◆ **本文**:
「連想という記憶の旅」を、ひとり歩む。
スーパーで買ったカブに青々とした葉っぱがついていたので細かく刻んで炒めようと思い、まな板に向かっていたら「そういえば、おかあさんも大根葉でよく作っていたなあ」と思いました。
そこから「そういえば、お父さんは、スイカの皮で漬物を作っていたな」
「スイカといえば、夫はスイカが好きだったなあ」と夫が食卓ですいかを食べる様子を思い浮かべてしんみりしました。
もし、ここでわたしが、しんみりついでに「パパはスイカが好きだったねえー!」と声に出したら、それを聞いた娘は、「うん。……でも、なんでいま、スイカ?!なんで急に?」となるでしょう。
カブからスイカへと辿ったわたしの連想という記憶の旅と、その旅がもたらした、「もう元気な姿では二度と会えないけど会いたいトップ3」とともに過ごした頃への懐かしさや切なさは、近しい人との間でもなかなか共有できません。
目の前にある何が連想のスイッチを押し、別の記憶を呼び起こすのか、そこからさらにどんな記憶につながるのか…この旅ほど個人的なものはないからです。そして、この「連想という記憶の旅」には、人それぞれのパターンがあり、立ち寄り先を少しずつ変えながら、懐かしさや切なさ、寂しさというゴールに向かいます。人によっては憎しみややるせなさや悔いに向かう場合もあるでしょう。ゴールもまた人それぞれです。
年とともに黙りがちになる理由の一つは、この旅をあうんの呼吸で、ともにしてくれる人が少なくなるせいもあるのでしょう。時代の記憶もそう。たくさんの人と共有していると信じていた「当時の出来事」が「ずいぶん昔のこと」として雑に流される瞬間に立ち会うと、あまり積極的に語ろうとしなくなる。その気持ちも、次第にわかるようになりました。
「連想という記憶の旅」は、こころの一人旅。現実の一人旅もそうですが、こころの一人旅も、ある程度の慣れが必要なのだと思います。恐れずに、流れる風景にこころをかきむしられたり、慰められたりしながら歩きつづけたい。わたしはいま、そう思っています。
今週もオバフォーは、コツコツと更新します。カレー記念日は毎日更新&毎日秀逸。ぜひ。投稿もお待ちしています。
Jane
公式アカウントの花の写真に、「幸福だった子供時代」を連想させられました。
実家の周りにはこんなふうに雑草がたくさん花をつけていて、何時間もしゃがんで見たり(とてもじゃないけど今そんなに長くしゃがめない)。地面と世界が近かったし、あんなに雑草が心奪われるほど美しく思われたのも子供の頃だけだったなー。花束を作って、母にプレゼントしてちょっと迷惑がられながらコップに入れてもらって。それを見た祖母が「また雑草なんかとってきて」と言ったり。祖父に頼んで雑草だけの花壇を作ったり。

◆ **抽出資料**:
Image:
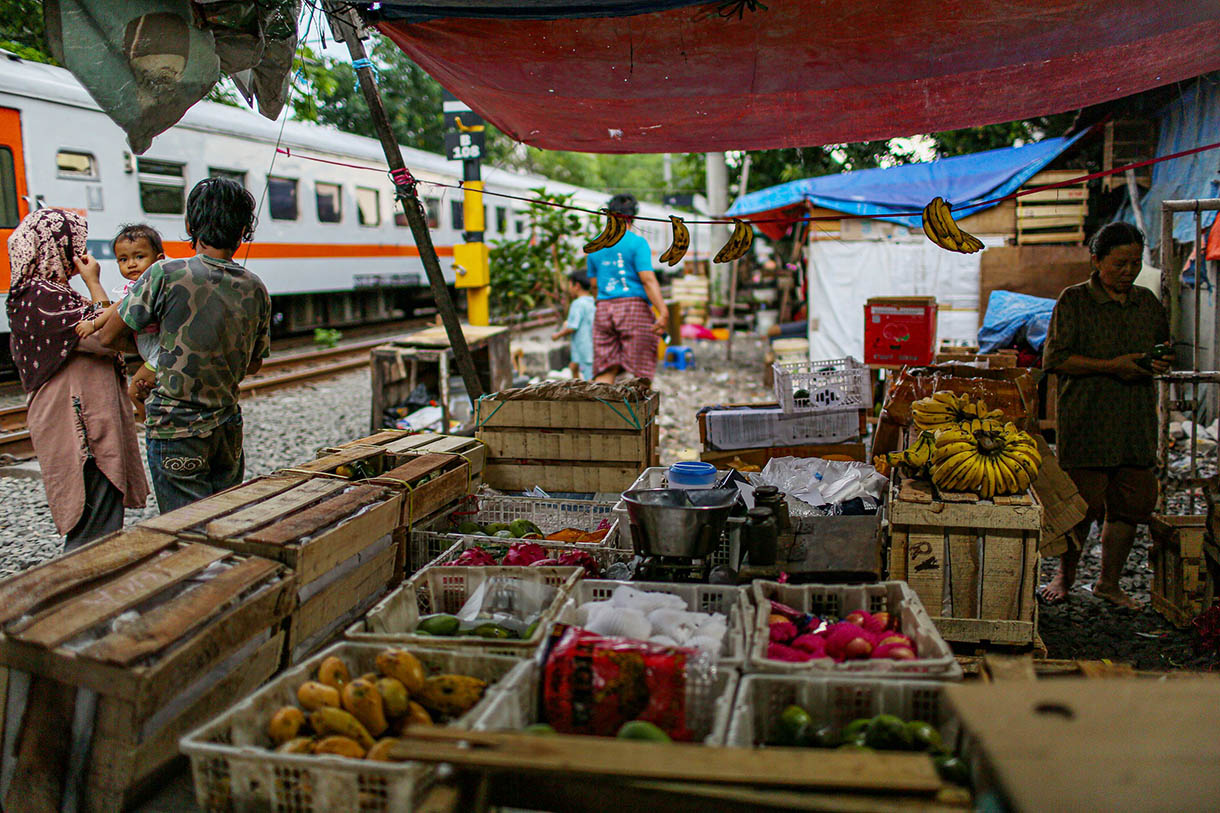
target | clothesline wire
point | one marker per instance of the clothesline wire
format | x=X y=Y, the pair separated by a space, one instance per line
x=728 y=221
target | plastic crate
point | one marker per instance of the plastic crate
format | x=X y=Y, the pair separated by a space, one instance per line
x=935 y=661
x=727 y=553
x=234 y=767
x=710 y=703
x=831 y=386
x=832 y=701
x=444 y=590
x=548 y=514
x=731 y=602
x=602 y=554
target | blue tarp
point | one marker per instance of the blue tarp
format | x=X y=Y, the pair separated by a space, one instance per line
x=1191 y=120
x=1011 y=316
x=959 y=180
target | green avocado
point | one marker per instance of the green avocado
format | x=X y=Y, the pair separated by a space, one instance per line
x=439 y=624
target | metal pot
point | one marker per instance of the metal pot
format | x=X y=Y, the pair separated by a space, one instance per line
x=676 y=521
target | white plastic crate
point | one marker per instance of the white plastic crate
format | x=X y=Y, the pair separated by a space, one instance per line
x=830 y=386
x=602 y=554
x=709 y=703
x=935 y=658
x=731 y=602
x=393 y=620
x=728 y=553
x=549 y=515
x=833 y=701
x=234 y=767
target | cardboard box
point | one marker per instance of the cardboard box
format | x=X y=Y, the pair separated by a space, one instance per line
x=899 y=330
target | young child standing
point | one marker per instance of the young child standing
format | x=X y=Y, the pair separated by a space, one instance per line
x=136 y=247
x=215 y=322
x=580 y=325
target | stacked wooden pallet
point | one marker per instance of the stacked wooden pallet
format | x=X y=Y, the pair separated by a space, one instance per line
x=112 y=652
x=1052 y=215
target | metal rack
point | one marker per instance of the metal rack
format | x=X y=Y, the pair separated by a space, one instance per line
x=1181 y=390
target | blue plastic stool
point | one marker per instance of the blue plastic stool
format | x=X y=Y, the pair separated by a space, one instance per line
x=678 y=358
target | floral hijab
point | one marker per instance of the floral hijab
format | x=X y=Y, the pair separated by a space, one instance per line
x=43 y=308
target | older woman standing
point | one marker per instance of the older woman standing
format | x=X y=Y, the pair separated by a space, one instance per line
x=78 y=414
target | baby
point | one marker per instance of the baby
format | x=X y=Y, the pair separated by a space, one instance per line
x=137 y=247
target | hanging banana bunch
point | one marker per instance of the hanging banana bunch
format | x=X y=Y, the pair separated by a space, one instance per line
x=738 y=243
x=987 y=458
x=615 y=227
x=681 y=242
x=942 y=230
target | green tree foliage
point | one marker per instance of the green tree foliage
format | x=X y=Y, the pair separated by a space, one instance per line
x=528 y=272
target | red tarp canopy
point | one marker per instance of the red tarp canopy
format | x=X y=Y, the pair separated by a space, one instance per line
x=805 y=73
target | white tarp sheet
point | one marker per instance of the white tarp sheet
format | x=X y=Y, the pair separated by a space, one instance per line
x=846 y=274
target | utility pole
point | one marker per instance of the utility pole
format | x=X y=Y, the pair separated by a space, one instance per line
x=465 y=136
x=345 y=26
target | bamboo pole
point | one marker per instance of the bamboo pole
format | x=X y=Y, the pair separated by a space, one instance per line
x=345 y=26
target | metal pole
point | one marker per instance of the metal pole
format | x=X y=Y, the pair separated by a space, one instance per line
x=345 y=26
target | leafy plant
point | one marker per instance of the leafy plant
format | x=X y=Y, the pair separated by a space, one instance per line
x=530 y=272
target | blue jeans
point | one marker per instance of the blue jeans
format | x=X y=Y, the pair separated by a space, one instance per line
x=187 y=469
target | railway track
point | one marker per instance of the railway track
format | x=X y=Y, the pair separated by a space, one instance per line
x=277 y=372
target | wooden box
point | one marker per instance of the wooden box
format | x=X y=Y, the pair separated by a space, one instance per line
x=1181 y=587
x=567 y=446
x=974 y=564
x=336 y=535
x=114 y=652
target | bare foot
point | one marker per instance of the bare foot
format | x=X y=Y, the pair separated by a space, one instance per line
x=1115 y=597
x=1054 y=592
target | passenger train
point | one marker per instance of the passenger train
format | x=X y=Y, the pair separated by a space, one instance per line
x=330 y=244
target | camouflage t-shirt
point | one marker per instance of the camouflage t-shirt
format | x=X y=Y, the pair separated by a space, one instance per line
x=215 y=320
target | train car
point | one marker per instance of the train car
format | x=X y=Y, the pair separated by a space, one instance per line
x=330 y=244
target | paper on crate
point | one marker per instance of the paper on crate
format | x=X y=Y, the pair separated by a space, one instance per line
x=748 y=429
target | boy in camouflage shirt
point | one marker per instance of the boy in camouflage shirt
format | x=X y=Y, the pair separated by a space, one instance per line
x=215 y=330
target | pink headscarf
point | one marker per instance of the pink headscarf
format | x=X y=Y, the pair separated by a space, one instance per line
x=43 y=308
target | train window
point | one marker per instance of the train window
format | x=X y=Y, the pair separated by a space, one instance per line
x=330 y=204
x=76 y=165
x=162 y=187
x=367 y=206
x=282 y=198
x=232 y=175
x=9 y=216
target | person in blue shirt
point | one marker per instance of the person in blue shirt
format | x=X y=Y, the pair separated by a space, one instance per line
x=626 y=328
x=580 y=325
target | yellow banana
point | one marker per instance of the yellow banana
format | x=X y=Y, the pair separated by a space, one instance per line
x=680 y=244
x=615 y=227
x=738 y=243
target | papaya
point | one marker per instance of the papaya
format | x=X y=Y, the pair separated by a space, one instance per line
x=380 y=752
x=362 y=701
x=314 y=696
x=340 y=746
x=284 y=724
x=403 y=667
x=394 y=696
x=297 y=745
x=333 y=673
x=415 y=715
x=328 y=720
x=450 y=695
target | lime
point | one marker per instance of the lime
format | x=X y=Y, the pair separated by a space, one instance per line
x=642 y=730
x=922 y=735
x=887 y=731
x=792 y=725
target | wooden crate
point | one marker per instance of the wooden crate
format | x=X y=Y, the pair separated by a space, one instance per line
x=336 y=535
x=139 y=637
x=570 y=446
x=974 y=563
x=1181 y=587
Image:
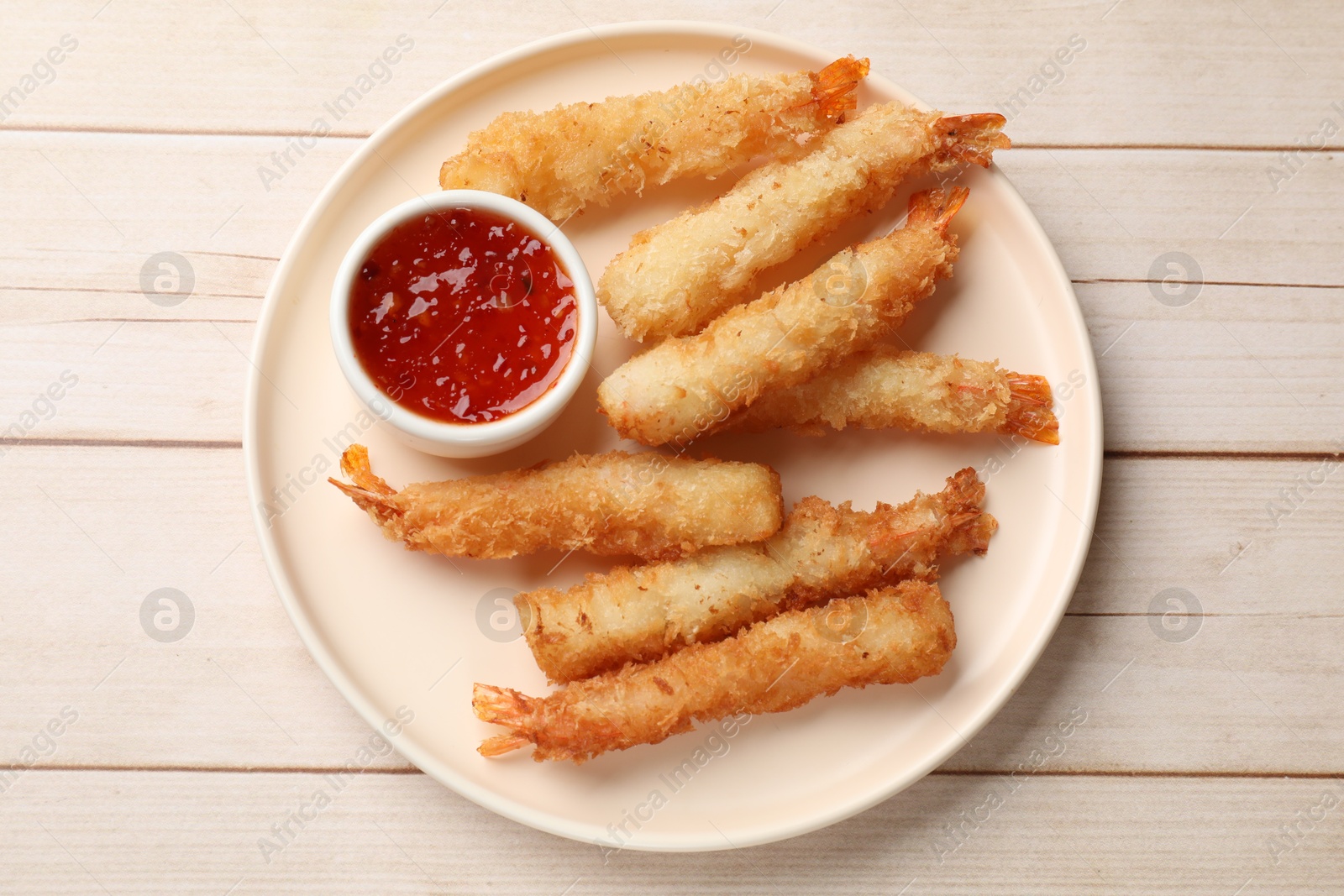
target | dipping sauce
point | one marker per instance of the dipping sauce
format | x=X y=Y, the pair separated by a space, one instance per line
x=463 y=316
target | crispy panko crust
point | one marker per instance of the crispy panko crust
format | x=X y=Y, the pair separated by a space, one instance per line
x=584 y=154
x=889 y=387
x=644 y=504
x=683 y=387
x=893 y=634
x=638 y=614
x=679 y=275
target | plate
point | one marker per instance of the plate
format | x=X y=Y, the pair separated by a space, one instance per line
x=403 y=634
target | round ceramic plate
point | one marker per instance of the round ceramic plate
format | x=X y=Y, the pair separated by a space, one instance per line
x=401 y=631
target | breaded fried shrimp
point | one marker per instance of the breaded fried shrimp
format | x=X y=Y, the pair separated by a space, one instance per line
x=678 y=277
x=679 y=389
x=889 y=636
x=616 y=503
x=889 y=387
x=643 y=613
x=585 y=154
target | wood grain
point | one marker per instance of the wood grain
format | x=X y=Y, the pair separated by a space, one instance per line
x=98 y=528
x=185 y=835
x=73 y=295
x=1213 y=74
x=1166 y=134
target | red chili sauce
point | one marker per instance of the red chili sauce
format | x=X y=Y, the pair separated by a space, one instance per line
x=463 y=316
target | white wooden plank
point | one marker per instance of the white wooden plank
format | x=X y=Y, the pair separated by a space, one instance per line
x=87 y=211
x=1258 y=76
x=198 y=833
x=1238 y=369
x=94 y=530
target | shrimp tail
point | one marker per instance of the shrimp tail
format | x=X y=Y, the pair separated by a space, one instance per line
x=504 y=707
x=971 y=526
x=369 y=492
x=1030 y=412
x=355 y=464
x=937 y=207
x=969 y=139
x=833 y=87
x=971 y=533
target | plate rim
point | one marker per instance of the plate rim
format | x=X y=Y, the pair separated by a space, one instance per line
x=484 y=797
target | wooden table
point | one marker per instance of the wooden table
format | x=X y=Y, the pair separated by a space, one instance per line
x=1207 y=250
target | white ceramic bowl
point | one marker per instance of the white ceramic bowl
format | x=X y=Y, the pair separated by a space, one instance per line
x=465 y=439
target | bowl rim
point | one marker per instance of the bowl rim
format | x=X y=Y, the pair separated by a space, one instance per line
x=524 y=422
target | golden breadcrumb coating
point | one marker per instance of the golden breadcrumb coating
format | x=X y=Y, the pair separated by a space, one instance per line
x=683 y=387
x=642 y=613
x=584 y=154
x=644 y=504
x=889 y=636
x=889 y=387
x=678 y=277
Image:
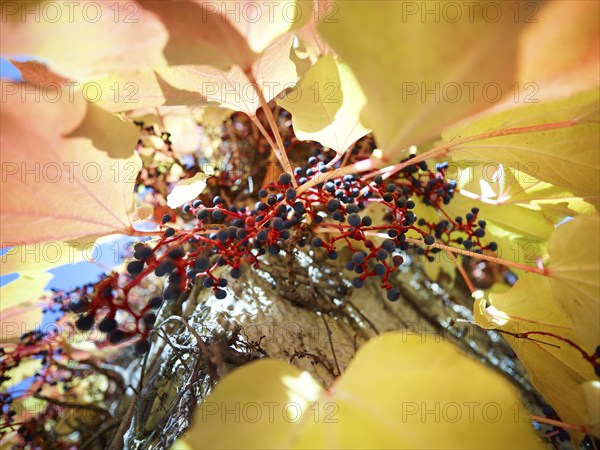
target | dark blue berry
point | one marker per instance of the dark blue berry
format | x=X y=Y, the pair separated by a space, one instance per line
x=397 y=260
x=135 y=267
x=116 y=336
x=155 y=302
x=141 y=347
x=333 y=205
x=217 y=214
x=290 y=193
x=107 y=325
x=358 y=258
x=382 y=255
x=357 y=282
x=393 y=294
x=388 y=245
x=285 y=178
x=354 y=220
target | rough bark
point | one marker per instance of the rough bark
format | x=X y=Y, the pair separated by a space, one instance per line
x=299 y=311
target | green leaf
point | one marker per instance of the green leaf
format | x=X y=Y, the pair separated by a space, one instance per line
x=394 y=391
x=557 y=141
x=416 y=69
x=557 y=369
x=326 y=105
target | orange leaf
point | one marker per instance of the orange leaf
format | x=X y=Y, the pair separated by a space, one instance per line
x=68 y=167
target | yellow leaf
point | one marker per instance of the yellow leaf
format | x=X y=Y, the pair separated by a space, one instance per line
x=19 y=320
x=201 y=85
x=326 y=105
x=105 y=34
x=557 y=369
x=142 y=212
x=395 y=390
x=423 y=71
x=564 y=154
x=186 y=190
x=24 y=288
x=574 y=251
x=25 y=369
x=39 y=257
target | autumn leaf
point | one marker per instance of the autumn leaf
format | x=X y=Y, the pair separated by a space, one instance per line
x=23 y=289
x=556 y=368
x=19 y=320
x=186 y=190
x=326 y=105
x=412 y=377
x=560 y=49
x=69 y=175
x=416 y=70
x=574 y=251
x=201 y=85
x=105 y=35
x=554 y=141
x=225 y=34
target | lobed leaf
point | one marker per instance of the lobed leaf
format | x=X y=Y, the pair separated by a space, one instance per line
x=416 y=69
x=70 y=175
x=393 y=406
x=326 y=105
x=554 y=141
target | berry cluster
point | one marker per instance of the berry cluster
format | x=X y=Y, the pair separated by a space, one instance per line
x=328 y=217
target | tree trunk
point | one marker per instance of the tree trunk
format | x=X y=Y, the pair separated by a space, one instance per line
x=299 y=311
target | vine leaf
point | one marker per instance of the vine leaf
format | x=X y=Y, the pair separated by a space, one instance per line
x=557 y=369
x=574 y=251
x=102 y=45
x=17 y=320
x=82 y=169
x=558 y=143
x=35 y=259
x=422 y=85
x=224 y=34
x=326 y=105
x=367 y=408
x=202 y=85
x=497 y=185
x=561 y=50
x=186 y=190
x=25 y=288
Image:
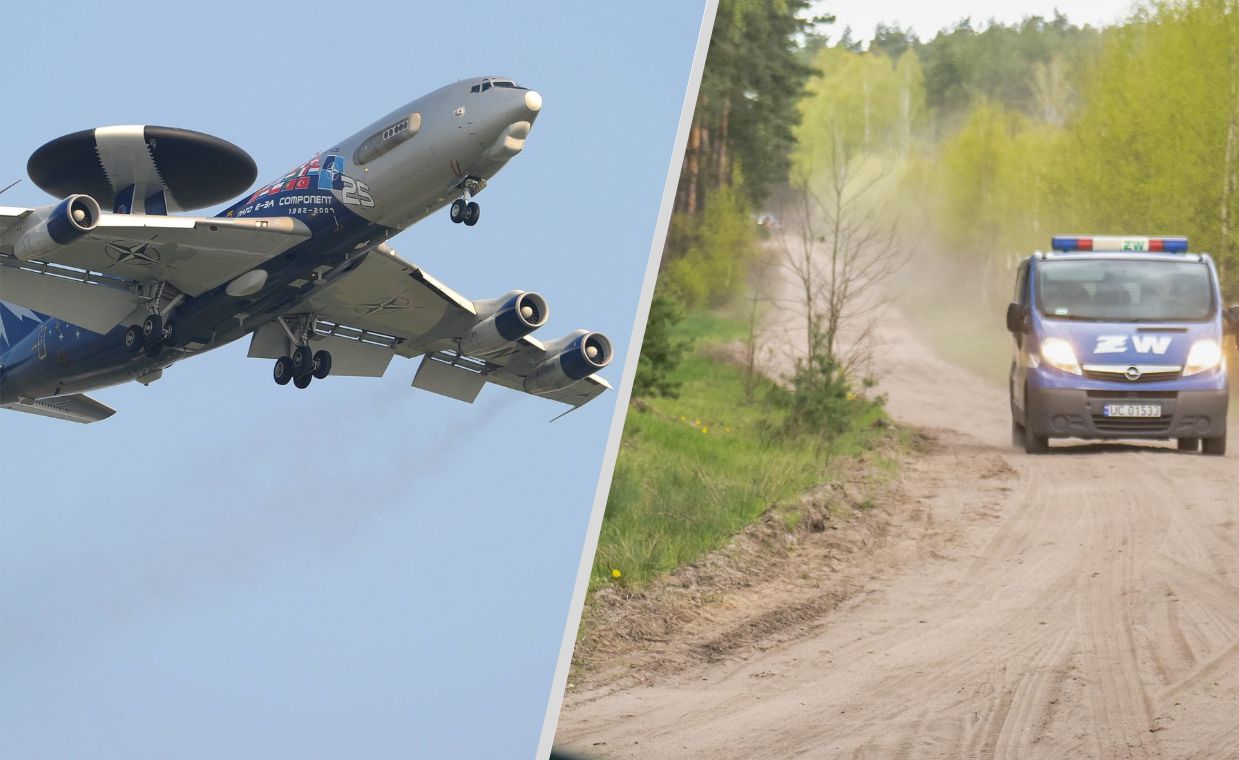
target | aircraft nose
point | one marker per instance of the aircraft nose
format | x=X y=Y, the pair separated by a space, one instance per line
x=533 y=101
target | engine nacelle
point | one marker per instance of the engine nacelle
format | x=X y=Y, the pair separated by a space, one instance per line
x=580 y=355
x=504 y=320
x=50 y=227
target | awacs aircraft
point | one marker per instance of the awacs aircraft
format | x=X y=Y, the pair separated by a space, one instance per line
x=94 y=298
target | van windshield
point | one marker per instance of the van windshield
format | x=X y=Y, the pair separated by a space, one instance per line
x=1123 y=290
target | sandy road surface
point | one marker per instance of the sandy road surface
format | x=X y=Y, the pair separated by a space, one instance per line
x=1088 y=606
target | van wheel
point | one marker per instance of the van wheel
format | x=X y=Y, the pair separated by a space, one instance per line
x=1035 y=444
x=1016 y=434
x=1032 y=443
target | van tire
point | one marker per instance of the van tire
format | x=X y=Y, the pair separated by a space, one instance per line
x=1032 y=443
x=1016 y=434
x=1035 y=444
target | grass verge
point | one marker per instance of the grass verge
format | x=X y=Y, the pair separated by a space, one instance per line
x=696 y=470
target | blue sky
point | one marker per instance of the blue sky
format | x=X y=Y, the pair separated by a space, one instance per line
x=233 y=569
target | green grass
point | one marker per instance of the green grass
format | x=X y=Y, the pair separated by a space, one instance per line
x=696 y=470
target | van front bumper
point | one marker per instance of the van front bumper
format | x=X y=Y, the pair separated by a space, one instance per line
x=1062 y=412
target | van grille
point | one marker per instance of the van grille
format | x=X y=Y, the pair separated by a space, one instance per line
x=1120 y=375
x=1149 y=425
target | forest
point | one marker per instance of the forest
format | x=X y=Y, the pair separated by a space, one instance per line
x=833 y=163
x=988 y=138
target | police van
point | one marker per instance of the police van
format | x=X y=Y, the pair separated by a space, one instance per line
x=1119 y=337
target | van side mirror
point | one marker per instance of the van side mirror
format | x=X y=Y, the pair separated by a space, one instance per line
x=1016 y=316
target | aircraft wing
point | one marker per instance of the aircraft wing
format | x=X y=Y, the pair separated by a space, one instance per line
x=76 y=408
x=91 y=282
x=387 y=306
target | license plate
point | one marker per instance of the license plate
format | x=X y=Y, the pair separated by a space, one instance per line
x=1131 y=410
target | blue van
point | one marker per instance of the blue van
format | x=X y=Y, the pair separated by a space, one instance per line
x=1119 y=339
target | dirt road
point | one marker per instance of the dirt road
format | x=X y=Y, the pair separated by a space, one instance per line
x=1082 y=604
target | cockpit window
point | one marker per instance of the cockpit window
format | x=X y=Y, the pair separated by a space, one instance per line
x=488 y=83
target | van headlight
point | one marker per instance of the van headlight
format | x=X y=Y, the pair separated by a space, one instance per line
x=1203 y=356
x=1059 y=355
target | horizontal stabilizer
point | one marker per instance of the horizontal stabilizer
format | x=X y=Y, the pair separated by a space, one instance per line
x=76 y=408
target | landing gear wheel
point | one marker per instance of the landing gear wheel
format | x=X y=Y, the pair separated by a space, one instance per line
x=321 y=365
x=302 y=361
x=134 y=339
x=153 y=329
x=283 y=371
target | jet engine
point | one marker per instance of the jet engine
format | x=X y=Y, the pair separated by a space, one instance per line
x=50 y=227
x=580 y=355
x=504 y=320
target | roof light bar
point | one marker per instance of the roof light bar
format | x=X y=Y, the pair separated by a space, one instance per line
x=1120 y=244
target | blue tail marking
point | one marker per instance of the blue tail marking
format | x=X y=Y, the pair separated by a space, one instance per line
x=16 y=322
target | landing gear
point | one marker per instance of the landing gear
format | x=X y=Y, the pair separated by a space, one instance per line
x=134 y=340
x=301 y=367
x=321 y=365
x=465 y=211
x=302 y=361
x=153 y=329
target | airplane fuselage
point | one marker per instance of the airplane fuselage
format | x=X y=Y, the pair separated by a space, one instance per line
x=352 y=197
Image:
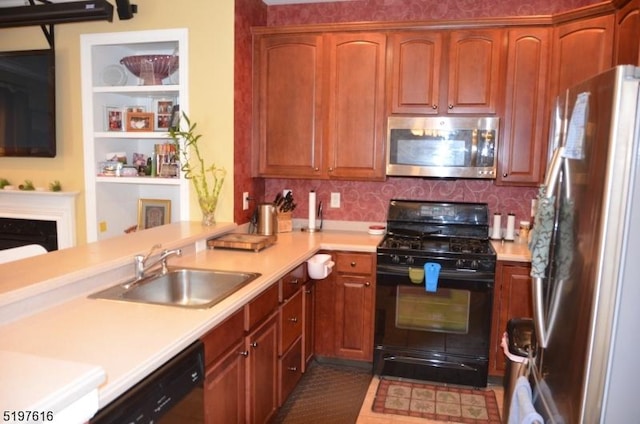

◆ **出題 1**: 連想と記憶についての本文で、筆者の父はスイカの皮を使って何を作っていましたか。
◆ **出題 2**: 連想と記憶についての本文を、最後の文の後から書き継いでください。

◆ **解答 1**: 漬物です。

◆ **解答 2**:
私の子供はそういう体験がありません。親の見ていない人気のないところに一人で行くということも有り得ないし、人の手の入っていない空き地もないし、冬越えできる植物が限られているせいか、近所の庭ほとんどで専門の業者により同じ植物が規則正しく植えられて、植物と植物の間は芝生でなければ木屑のマルチが撒かれている、なんて書き続けているうちに、まさに「懐かしさや切なさ、寂しさ」「憎しみややるせなさや悔い」に向かっていきますな。
アメちゃん
うーん。やっぱりカリーナさんは私ですか?
週末、風邪で寝込んでたんですけど、
胃がムカムカして3日間なにも食べられず
やっと3日めの夕方にプリンとミカンが食べられて
わずかに蘇ってきた食欲のなか、ふと
「父さんの作ったオムレツが食べたいなぁ…」と思いながら、ゆうべ寝ました。
私が子どもの頃、父は夜にふっと台所に行ったかと思うと
お肉とタマネギを炒めて、オムレツを作ってました。
父が、台所の電気を消して居間に入ってきた気配がすると
こたつで寝っころがってテレビを見てた女3人(母、姉、私)は
まるで仕掛けの人形みたいに、3方向からむくっと起き上がって
こたつの真ん中に置かれたオムレツをじーっと見ながら
「わ!おいしそ!」「食べてええん?」とか言って
ご相伴にあずかっていました。
あの頃はあたりまえの日常で、大人になってこんなに切なく懐かしい思い出になるとは
思いませんでした。
そして、病み上がりにカブラのお味噌汁を作って
お昼に食べたところです。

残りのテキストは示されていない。